=== Text segment ===
• Competitor rules

    Please remember that any mention of competitors, hinting at competitors or offering to provide details of competitors will result in an account suspension. The full rules can be found under the 'Terms and Rules' link in the bottom right corner of your screen. Just don't mention competitors in any way, shape or form and you'll be OK.

384bit vs 512bit memory bus Tomb Raider shootout

Man of Honour
Joined
21 May 2012
Posts
31,941
Location
Dalek flagship
Just for a bit of fun I have done some tests using the Tomb Raider benchmark to compare the memory buses on the Titan (384bit) against the R290X (512bit).

The PCs used were near identical with

Mobo = RIVE
Ram Corsair Dominator 2400mhz 9-11-11-25
CPUs 3970X and 3930k both @4.0ghz

To test what I did was

First set the VRAM on both cards to 1251 (this is the lowest I could set on the Titan).

Next I ran the TR bench @2560 x 1600 (I used this resolution to max the VRAM workload) on both the PCs and overclocked the Titan on the GPU core until both the Titan and 290X were scoring the same (25.4fps).

For the actual tests the only changes I made was to increase the VRAM speed on both cards by the same amount to compare what increase in fps I got.

The reason I did this was in theory the 512bit bus should give more bandwidth and performance for any given increase in VRAM clock.

R9 290X starting settings

bha4.jpg



Titan starting settings

hzwh.jpg



Results with the VRAM @1251mhz (starting point)

290X
qz7x.jpg


Titan
jr1w.jpg



VRAM now at 1350mhz

290X
k06v.jpg


Titan
tag0.jpg



VRAM now at 1450mhz

290X
ksrf.jpg


Titan
94y0.jpg



VRAM now at 1550mhz

290X
speq.jpg


Titan
um6b.jpg



VRAM now at 1600mhz

290X
spdc.jpg


Titan
3tib.jpg



Please remember this was just one game and one resolution.

Below is a summary of the results in the pics


VRAM @1251mhz 290X 25.4, Titan 25.4

VRAM @1350mhz 290X 26.2, Titan 26.1

VRAM @1450mhz 290X 26.5, Titan 26.8

VRAM @1550mhz 290X 26.8, Titan 27.0

VRAM @1600mhz 290X 26.9, Titan 27.2


One possible reason for the Titan pulling ahead is that error correction could have come into play with the 290X.
=== Data segment ===
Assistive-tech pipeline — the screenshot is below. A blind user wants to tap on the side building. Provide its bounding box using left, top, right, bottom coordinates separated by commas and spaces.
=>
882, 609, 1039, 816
===
Stated task 1:
Name every VRAM clock speed at which the Tomb Raider benchmark post reports scores for both cards.
Stated task 2:
Reproduce the stretch of the Tomb Raider benchmark post from "First set the" through "the same (25.4fps).".
Stated task 3:
Pick up the Tomb Raider benchmark post after its final sentence and carry it forward.

Result 1:
1251mhz, 1350mhz, 1450mhz, 1550mhz, 1600mhz

Result 2:
First set the VRAM on both cards to 1251 (this is the lowest I could set on the Titan).

Next I ran the TR bench @2560 x 1600 (I used this resolution to max the VRAM workload) on both the PCs and overclocked the Titan on the GPU core until both the Titan and 290X were scoring the same (25.4fps).

Result 3:
Last edited:
In theory i would say the Titan would gain a bit more in this testing due to it needing more bandwidth at those low clocks. At your starting clocks the titan is at 240 gb/s which is lower than its usual 280 gb/s where as the r9 290x will be less bandwidth limited as it has it's usual 320gb/s. The titan is also overclocked on the core so in theory as the memory bandwidth goes up it should benefit even more.
 
Well this game doesn't seem to respond well to memory clock increases. :)

Thanks Kaap, interesting to see.

The increases look small because of the resolution used but going from 25.4 to 27.2 is nearly 7.1% increase in fps.

I wanted to use 1600p to give the memory buses some real work to do.
 
Interesting Kaap, thanks for posting.

Pretty close. I wonder if there is a tipping point at which a higher memory bus provides benefit over a slower bus with more VRam and at what res that might be.
 
In theory i would say the Titan would gain a bit more in this testing due to it needing more bandwidth at those low clocks. At your starting clocks the titan is at 240 gb/s which is lower than its usual 280 gb/s where as the r9 290x will be less bandwidth limited as it has it's usual 320gb/s. The titan is also overclocked on the core so in theory as the memory bandwidth goes up it should benefit even more.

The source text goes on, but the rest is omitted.